> **Point placement records**
═══

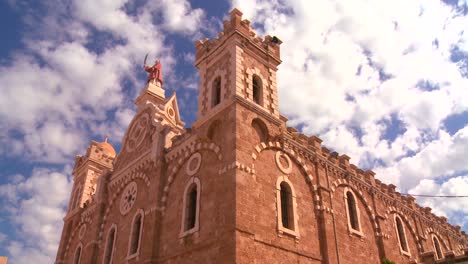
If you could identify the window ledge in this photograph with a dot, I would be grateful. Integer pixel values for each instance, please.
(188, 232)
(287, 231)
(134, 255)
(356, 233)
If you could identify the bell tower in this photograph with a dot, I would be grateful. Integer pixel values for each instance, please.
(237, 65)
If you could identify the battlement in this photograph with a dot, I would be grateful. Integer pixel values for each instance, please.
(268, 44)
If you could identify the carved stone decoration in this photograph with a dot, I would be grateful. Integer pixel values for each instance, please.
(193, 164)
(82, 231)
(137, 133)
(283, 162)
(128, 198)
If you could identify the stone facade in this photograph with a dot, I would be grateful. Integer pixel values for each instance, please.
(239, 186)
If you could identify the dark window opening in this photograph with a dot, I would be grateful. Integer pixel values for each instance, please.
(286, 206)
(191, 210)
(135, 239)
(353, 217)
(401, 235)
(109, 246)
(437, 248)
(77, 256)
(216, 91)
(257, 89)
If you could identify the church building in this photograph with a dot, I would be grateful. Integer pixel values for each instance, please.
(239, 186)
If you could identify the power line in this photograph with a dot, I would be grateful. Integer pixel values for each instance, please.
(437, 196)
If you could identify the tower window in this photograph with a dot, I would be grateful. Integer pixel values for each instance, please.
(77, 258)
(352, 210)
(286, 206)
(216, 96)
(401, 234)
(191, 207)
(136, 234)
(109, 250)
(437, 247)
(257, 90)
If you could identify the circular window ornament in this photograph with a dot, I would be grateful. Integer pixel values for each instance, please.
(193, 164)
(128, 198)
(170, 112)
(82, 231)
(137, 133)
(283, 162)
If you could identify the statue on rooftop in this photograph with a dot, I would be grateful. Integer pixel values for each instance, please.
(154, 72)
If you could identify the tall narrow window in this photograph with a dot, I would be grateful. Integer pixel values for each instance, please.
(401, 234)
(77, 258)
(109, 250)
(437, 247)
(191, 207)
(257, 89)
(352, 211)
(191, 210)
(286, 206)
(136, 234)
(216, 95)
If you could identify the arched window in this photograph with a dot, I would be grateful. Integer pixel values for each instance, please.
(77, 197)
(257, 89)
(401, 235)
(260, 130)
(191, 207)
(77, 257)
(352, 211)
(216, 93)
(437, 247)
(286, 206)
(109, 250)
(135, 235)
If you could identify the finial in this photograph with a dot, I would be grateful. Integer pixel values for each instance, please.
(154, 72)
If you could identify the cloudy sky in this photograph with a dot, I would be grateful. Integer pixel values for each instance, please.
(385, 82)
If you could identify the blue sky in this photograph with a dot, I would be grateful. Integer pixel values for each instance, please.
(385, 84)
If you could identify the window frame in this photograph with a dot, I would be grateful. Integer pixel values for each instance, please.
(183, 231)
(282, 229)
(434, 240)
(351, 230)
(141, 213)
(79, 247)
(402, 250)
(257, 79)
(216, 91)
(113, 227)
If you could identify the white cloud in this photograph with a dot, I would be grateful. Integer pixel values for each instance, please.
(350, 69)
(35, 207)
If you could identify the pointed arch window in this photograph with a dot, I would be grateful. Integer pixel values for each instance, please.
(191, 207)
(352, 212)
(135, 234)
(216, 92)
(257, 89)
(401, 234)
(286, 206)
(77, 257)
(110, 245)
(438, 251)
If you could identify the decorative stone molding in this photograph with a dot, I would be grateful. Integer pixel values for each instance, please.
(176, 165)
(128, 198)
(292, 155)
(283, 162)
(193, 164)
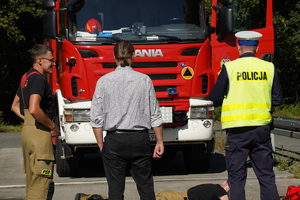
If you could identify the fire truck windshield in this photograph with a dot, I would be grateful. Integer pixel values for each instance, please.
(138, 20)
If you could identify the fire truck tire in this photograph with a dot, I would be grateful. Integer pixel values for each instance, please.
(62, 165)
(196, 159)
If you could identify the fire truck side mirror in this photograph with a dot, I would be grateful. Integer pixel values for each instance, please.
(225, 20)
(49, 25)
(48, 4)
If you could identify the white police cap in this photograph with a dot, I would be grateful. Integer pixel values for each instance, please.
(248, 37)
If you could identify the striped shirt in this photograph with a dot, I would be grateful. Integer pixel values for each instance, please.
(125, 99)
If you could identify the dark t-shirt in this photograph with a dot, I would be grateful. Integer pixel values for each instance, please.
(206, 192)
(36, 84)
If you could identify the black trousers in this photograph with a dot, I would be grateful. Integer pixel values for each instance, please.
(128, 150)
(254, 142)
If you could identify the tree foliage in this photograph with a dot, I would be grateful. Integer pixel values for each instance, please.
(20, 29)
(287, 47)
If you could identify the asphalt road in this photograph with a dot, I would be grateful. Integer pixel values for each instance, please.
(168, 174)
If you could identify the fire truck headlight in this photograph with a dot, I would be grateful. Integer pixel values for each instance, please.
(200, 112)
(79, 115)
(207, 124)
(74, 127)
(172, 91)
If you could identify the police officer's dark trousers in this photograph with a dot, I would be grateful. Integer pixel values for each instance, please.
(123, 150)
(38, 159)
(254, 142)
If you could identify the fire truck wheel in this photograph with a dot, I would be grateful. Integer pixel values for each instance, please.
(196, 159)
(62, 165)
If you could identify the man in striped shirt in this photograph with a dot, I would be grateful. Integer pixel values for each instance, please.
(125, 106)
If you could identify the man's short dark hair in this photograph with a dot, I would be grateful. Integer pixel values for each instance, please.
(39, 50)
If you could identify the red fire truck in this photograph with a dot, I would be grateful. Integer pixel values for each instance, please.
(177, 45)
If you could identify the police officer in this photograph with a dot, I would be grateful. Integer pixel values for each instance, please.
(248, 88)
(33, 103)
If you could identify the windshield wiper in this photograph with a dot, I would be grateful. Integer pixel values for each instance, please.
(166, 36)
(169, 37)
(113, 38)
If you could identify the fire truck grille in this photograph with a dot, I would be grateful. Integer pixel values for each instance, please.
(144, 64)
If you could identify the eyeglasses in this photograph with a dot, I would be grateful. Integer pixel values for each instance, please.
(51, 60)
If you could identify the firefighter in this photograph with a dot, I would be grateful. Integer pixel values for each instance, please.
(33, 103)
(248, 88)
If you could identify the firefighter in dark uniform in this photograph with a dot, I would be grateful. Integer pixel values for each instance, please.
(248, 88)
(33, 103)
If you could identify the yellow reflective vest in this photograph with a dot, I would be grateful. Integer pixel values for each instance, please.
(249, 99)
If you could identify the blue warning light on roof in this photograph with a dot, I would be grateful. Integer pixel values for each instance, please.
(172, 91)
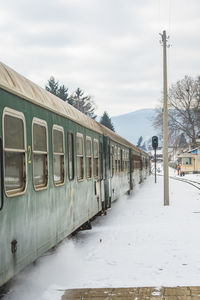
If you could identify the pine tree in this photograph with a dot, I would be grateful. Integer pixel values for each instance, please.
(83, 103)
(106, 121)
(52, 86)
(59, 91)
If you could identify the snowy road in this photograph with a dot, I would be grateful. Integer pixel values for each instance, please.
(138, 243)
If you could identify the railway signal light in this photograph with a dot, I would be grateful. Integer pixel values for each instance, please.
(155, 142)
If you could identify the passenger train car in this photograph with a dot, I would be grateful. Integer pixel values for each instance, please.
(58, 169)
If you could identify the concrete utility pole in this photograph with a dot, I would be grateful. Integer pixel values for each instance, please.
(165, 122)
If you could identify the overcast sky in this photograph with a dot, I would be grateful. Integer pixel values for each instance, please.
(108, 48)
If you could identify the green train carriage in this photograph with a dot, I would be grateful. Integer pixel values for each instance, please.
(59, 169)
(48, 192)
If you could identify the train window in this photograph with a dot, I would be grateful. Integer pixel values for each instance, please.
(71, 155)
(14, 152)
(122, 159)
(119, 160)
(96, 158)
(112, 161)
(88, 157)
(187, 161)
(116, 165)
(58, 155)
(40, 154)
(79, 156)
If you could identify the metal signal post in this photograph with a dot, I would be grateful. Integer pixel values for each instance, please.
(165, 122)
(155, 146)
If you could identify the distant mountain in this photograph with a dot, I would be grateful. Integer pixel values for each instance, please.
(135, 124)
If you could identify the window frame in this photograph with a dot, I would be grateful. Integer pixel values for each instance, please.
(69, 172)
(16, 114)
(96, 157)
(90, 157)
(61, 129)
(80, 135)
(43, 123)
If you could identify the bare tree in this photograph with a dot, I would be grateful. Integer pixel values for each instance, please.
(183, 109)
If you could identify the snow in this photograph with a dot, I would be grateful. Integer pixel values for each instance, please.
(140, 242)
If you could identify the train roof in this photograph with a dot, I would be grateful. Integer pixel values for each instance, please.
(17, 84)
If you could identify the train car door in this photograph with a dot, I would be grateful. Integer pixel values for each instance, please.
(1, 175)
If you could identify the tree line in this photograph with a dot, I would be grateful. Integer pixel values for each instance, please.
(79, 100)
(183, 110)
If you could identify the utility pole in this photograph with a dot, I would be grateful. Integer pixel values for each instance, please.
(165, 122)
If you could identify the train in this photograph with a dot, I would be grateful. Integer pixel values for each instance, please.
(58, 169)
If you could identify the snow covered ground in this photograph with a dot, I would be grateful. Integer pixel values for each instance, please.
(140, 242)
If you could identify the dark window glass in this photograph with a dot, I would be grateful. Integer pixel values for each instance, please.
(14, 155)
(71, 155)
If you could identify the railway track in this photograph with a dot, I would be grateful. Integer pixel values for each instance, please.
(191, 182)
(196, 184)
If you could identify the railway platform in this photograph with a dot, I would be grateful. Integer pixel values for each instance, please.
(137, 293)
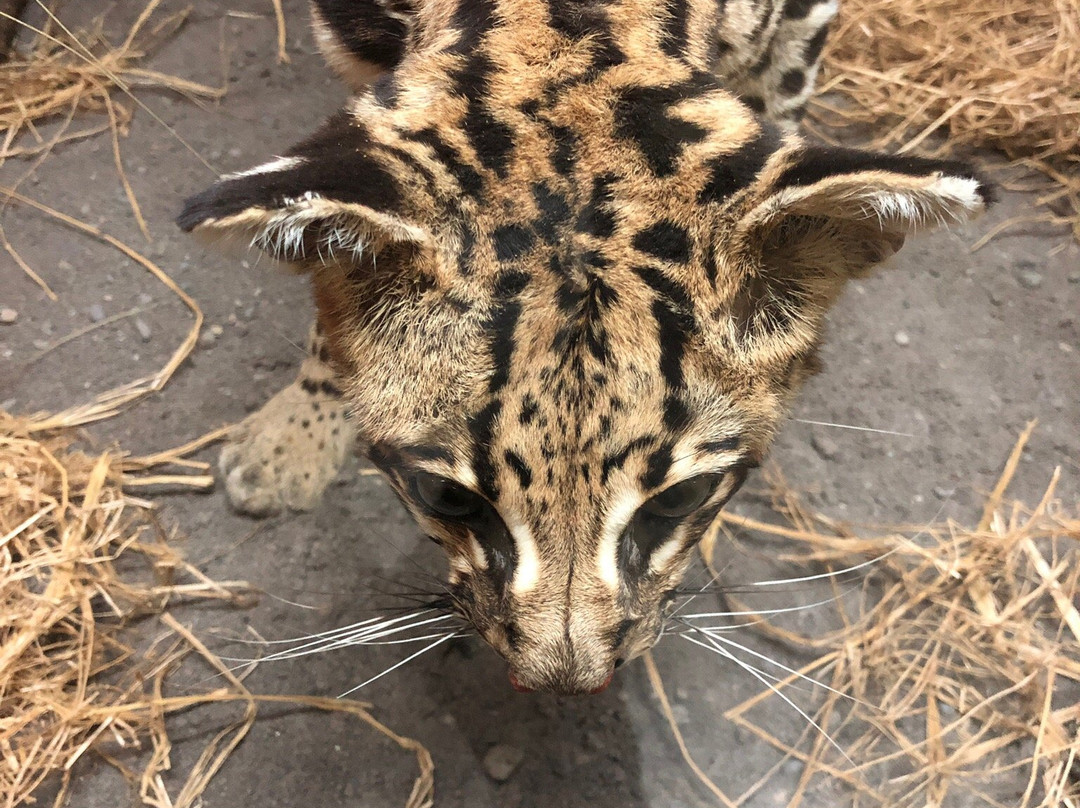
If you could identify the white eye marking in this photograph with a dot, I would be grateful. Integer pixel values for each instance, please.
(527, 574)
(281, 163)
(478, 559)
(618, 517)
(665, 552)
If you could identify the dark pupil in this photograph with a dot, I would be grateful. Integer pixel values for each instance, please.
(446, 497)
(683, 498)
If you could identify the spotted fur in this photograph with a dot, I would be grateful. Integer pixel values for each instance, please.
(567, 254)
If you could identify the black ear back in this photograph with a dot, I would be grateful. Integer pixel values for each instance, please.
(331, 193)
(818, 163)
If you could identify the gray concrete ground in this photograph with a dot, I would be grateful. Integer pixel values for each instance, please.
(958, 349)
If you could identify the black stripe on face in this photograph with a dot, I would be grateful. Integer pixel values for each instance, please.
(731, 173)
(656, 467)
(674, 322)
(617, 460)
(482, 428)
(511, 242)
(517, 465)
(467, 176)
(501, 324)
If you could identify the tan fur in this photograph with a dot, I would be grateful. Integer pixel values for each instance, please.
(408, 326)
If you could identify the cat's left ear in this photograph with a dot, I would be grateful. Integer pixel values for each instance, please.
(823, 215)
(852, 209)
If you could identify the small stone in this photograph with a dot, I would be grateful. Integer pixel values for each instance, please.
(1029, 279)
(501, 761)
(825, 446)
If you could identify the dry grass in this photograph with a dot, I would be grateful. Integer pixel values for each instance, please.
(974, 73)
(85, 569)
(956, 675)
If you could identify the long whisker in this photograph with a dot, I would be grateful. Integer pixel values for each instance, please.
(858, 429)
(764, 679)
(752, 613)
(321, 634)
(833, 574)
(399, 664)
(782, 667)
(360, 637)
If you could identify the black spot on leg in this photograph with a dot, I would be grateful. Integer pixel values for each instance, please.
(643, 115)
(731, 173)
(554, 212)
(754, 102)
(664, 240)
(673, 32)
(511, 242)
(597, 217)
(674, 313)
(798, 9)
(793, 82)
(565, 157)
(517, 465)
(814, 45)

═══

> **What to produce**
Begin with the line containing "If you could identify the tan" and repeat each line exactly until the records above end.

> **The answer**
If you could identify the tan fur in this photograph with a dot, I would be grateful. Integer pixel values for each instance, please.
(408, 326)
If you could identify the cat's left ear in this photograph with a dot, I would be grateful. Integer pixel values for each instance, please.
(823, 215)
(852, 209)
If you could identify the small stone in this photograph with a dot, I would be grateful. Integer pixel values for each instance, please.
(1029, 279)
(501, 761)
(825, 446)
If you could identify the dry grass in this photograph with a dot, I would be grateful. Integer pixel values for each instance, please.
(974, 73)
(85, 569)
(956, 675)
If you could identify the long whisker in this photograph with a dot, I would be grateful. Integer pixel values for each instance, please.
(858, 429)
(764, 679)
(752, 613)
(321, 634)
(833, 574)
(399, 664)
(782, 667)
(360, 637)
If you could identify the black spot on leg in this photograph with a dot, I would be grateful. Integer pixel values for each instance, please.
(643, 115)
(731, 173)
(554, 212)
(754, 102)
(664, 240)
(673, 32)
(511, 242)
(597, 217)
(674, 313)
(798, 9)
(793, 82)
(565, 157)
(517, 465)
(814, 45)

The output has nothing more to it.